## Problem to work on
Rewrite all of the material below, changing every "keypoint" to "marker" and leaving everything else untouched.

## The records
● ● ●

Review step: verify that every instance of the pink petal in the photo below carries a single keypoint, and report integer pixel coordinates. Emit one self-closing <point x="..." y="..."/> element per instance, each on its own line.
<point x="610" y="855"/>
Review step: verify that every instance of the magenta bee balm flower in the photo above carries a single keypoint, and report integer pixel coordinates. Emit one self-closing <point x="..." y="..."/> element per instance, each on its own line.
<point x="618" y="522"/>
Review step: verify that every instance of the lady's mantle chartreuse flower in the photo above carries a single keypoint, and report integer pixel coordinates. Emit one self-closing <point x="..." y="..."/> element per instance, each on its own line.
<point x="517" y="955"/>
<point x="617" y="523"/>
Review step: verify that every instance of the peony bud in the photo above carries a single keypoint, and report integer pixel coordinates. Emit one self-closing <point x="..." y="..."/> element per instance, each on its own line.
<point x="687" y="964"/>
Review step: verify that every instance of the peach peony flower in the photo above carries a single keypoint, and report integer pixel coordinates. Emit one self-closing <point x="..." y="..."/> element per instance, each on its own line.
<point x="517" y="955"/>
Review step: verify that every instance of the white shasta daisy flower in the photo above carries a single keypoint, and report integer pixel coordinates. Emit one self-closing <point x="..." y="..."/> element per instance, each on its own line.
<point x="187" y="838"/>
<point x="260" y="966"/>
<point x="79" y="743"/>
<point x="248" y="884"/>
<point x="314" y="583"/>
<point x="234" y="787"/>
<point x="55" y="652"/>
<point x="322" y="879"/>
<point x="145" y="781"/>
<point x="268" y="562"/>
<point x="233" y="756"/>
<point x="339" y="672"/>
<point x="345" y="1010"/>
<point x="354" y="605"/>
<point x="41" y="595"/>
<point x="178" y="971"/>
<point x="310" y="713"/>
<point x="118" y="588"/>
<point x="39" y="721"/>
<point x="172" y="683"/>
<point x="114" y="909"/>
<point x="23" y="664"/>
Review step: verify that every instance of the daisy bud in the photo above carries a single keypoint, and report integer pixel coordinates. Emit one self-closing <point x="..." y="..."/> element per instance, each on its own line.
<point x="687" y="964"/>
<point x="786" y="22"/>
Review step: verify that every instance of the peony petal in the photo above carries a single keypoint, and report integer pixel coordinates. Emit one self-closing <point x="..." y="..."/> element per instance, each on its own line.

● ● ●

## Output of the exercise
Review step: verify that every instance of the pink petal in the photo below carries a single marker, and report integer pixel coordinates. Emit one self-closing <point x="..." y="..."/> element per instance, each on its own line.
<point x="610" y="855"/>
Review step: verify that every instance of the magenta bee balm flower in the photo above carries a single marker, and report integer pixel coordinates. Emit one self-closing <point x="..." y="..."/> element per instance, each on its own line.
<point x="618" y="522"/>
Review step: verify that every instance of the lady's mantle chartreuse flower in the photo above carries a single marker, and report integer pixel coordinates. Emit one self-closing <point x="..." y="..."/> element per instance, each on its own line.
<point x="517" y="955"/>
<point x="617" y="523"/>
Review step: verify that every instance of the peony bud in the photo above carries a single marker, and report integer pixel coordinates. Emit one self-closing <point x="..." y="..."/> element per instance, each on its own line.
<point x="687" y="964"/>
Review step: verify that every instance of the peach peony flower in the photo above carries a single marker, and report integer pixel coordinates. Emit one self-closing <point x="..." y="..."/> element per instance, each on its own line.
<point x="517" y="955"/>
Review step: verify that every instance of the white shasta daisy flower in the photo above carries a single marker, and report integer pixel coordinates. Emit one self-closing <point x="..." y="..."/> element per instance, each on its own line.
<point x="187" y="838"/>
<point x="260" y="966"/>
<point x="79" y="743"/>
<point x="248" y="884"/>
<point x="314" y="583"/>
<point x="234" y="787"/>
<point x="55" y="652"/>
<point x="322" y="879"/>
<point x="145" y="781"/>
<point x="268" y="562"/>
<point x="233" y="756"/>
<point x="339" y="672"/>
<point x="345" y="1010"/>
<point x="354" y="605"/>
<point x="41" y="595"/>
<point x="178" y="971"/>
<point x="310" y="713"/>
<point x="118" y="588"/>
<point x="39" y="721"/>
<point x="172" y="683"/>
<point x="114" y="909"/>
<point x="23" y="664"/>
Review step: verify that every instance of the daisy bud in the photo above carries a single marker, and report integer pixel coordinates. Emit one self-closing <point x="..." y="..."/> element per instance, each on its own line.
<point x="687" y="964"/>
<point x="786" y="22"/>
Review step: verify that every instance of the peony petal in the photo above carries a single marker, and report integer pixel coordinates. Emit one self-closing <point x="..." y="..."/> element per instance, each on its own line.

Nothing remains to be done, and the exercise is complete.